▶ **WHAT TO DO**:
1/ In the AdaBoost notebook excerpt, which digit labels are kept when the MNIST data is subset?
2/ Please write what comes next in the AdaBoost notebook excerpt, picking up after its final line.

We are not using Pytorch this time because, Pytorch is developped majorly for designing deep learning models, Adaboost (especially with tree model) has very differnt flavor to the current deep learning standard which assumes gradient based optimizatation. Therefore we will use Scikit-learn packages that contains a collection of useful machine learning tools. 

In [2]:
# lets first import packages we will use

import numpy as np

from sklearn.ensemble import AdaBoostClassifier
from sklearn.datasets import make_classification
from sklearn import metrics

import torch
from torch.utils.data import TensorDataset, DataLoader

from torchvision.datasets import MNIST
from torchvision import transforms

#### preprocess MNIST dataset

In [13]:
# download 
trainD = MNIST(".", download = True, train = True)
testD  = MNIST(".", download = True, train = False)

# to tensor
toTensor = lambda pair: (transforms.ToTensor()(pair[0]), pair[1])
trainD = map(toTensor, trainD)
testD  = map(toTensor, testD)

# subsetting 0 and 1
only01 = lambda pair : pair[1] in [0,1]
trainD = filter(only01, trainD)
testD  = filter(only01, testD)

▶ **DATA**:
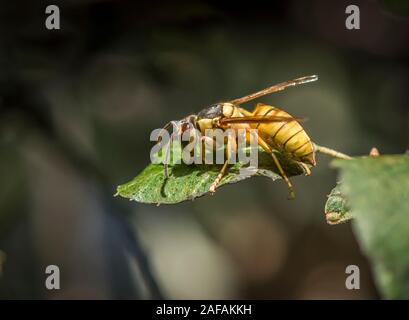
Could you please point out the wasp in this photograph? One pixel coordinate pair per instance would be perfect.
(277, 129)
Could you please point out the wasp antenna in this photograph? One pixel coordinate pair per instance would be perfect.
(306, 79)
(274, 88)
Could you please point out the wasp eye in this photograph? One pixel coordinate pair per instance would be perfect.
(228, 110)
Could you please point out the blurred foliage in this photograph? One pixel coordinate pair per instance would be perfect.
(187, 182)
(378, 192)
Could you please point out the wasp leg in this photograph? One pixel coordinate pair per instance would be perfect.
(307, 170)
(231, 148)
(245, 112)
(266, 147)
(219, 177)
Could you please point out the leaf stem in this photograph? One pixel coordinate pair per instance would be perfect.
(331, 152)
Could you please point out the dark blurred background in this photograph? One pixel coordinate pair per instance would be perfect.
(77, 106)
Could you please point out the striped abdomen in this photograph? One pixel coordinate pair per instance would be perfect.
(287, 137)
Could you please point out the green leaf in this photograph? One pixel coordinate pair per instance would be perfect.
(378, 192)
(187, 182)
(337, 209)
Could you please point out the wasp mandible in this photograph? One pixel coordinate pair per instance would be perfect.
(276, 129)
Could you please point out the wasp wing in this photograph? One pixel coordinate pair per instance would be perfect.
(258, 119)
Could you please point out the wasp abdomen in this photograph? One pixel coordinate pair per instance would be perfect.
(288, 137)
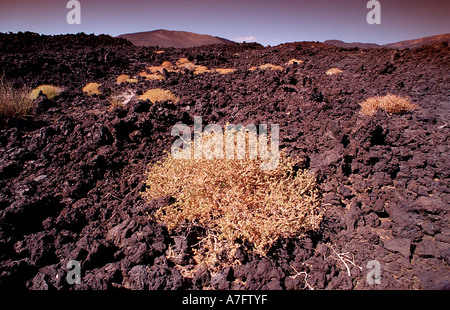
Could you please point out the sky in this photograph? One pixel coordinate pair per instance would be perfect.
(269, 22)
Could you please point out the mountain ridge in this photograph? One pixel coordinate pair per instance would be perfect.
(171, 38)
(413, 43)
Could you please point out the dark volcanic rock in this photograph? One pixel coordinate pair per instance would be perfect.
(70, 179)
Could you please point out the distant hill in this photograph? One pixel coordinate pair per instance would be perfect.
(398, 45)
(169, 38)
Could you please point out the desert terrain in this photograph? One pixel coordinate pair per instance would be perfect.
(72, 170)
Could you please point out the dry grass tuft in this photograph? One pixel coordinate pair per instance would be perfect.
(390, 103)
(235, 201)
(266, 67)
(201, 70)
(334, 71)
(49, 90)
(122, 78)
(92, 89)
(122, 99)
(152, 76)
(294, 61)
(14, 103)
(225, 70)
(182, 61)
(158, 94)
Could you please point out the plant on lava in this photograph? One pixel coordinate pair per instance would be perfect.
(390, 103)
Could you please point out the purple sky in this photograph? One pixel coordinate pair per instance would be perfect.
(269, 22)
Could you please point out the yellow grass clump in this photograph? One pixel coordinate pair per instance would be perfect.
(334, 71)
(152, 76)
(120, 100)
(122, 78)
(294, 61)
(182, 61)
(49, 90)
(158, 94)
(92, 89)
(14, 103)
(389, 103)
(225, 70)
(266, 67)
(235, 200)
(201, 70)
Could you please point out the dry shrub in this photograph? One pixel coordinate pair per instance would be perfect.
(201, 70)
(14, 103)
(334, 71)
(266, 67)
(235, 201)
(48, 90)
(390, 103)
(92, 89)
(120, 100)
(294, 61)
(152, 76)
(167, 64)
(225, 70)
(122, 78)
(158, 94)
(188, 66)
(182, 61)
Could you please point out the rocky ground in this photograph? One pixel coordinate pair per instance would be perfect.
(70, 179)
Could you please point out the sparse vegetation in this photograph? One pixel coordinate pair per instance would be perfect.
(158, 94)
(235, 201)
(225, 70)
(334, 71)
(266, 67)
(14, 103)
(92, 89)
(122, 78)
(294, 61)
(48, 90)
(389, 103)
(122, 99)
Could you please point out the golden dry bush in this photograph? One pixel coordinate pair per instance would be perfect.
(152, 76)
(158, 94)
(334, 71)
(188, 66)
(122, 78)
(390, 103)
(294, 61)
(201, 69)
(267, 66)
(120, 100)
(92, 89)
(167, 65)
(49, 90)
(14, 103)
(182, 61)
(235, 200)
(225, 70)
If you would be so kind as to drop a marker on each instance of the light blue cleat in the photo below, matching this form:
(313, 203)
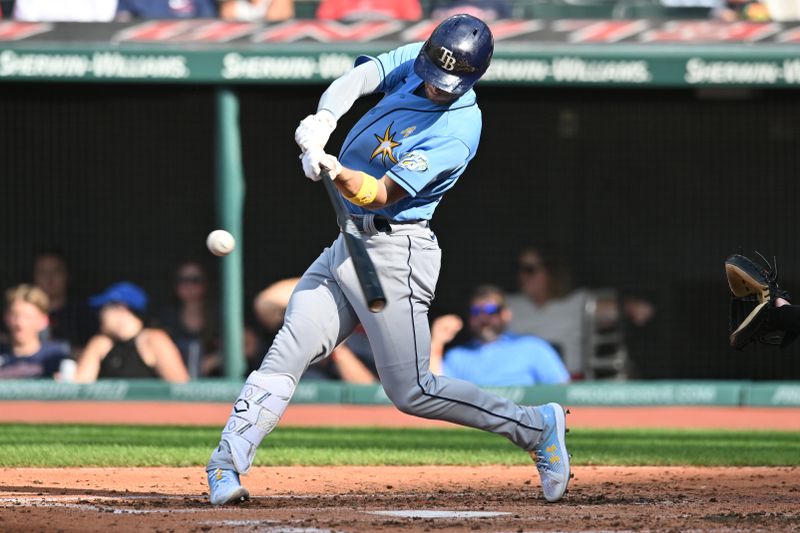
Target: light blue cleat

▶ **RESPONSES TO THE EXERCISE**:
1/ 0 and 1

2/
# normalisation
normalize = lambda pair: (transforms.Normalize(mean=[0], std=[1])(pair[0]), pair[1] )
trainD = map(normalize, trainD)
testD  = map(normalize, testD)

# flatten
flatten = lambda pair: (torch.flatten(pair[0]).detach().numpy(), pair[1] )
trainD = map(flatten, trainD)
testD  = map(flatten, testD)

processedTrainD = np.array(list(trainD))
processedTestD  = np.array(list(testD))

XTrain, yTrain  = zip(*processedTrainD)
XTest,  yTest   = zip(*processedTestD)

In [18]:
# Create adaboost classifer object
abc = AdaBoostClassifier(n_estimators=20)

# Train Adaboost Classifer
model = abc.fit(XTrain, yTrain)

In [23]:
#Predict the response for test dataset
yPred = model.predict(XTest)

print("Accuracy:",metrics.accuracy_score(yTest, yPred))